--- START ---
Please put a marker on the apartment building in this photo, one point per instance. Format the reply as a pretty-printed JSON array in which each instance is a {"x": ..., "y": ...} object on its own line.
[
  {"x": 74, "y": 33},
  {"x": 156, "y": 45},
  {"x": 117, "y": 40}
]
--- END ---
EXERCISE: Write the data out once more, exactly as it was given.

REPLY:
Please put a marker on the apartment building in this photo, one point per instance. Format the reply as a pretty-printed JSON array in which each instance is a {"x": ..., "y": ...} object on its own line.
[
  {"x": 74, "y": 33},
  {"x": 156, "y": 45},
  {"x": 117, "y": 40}
]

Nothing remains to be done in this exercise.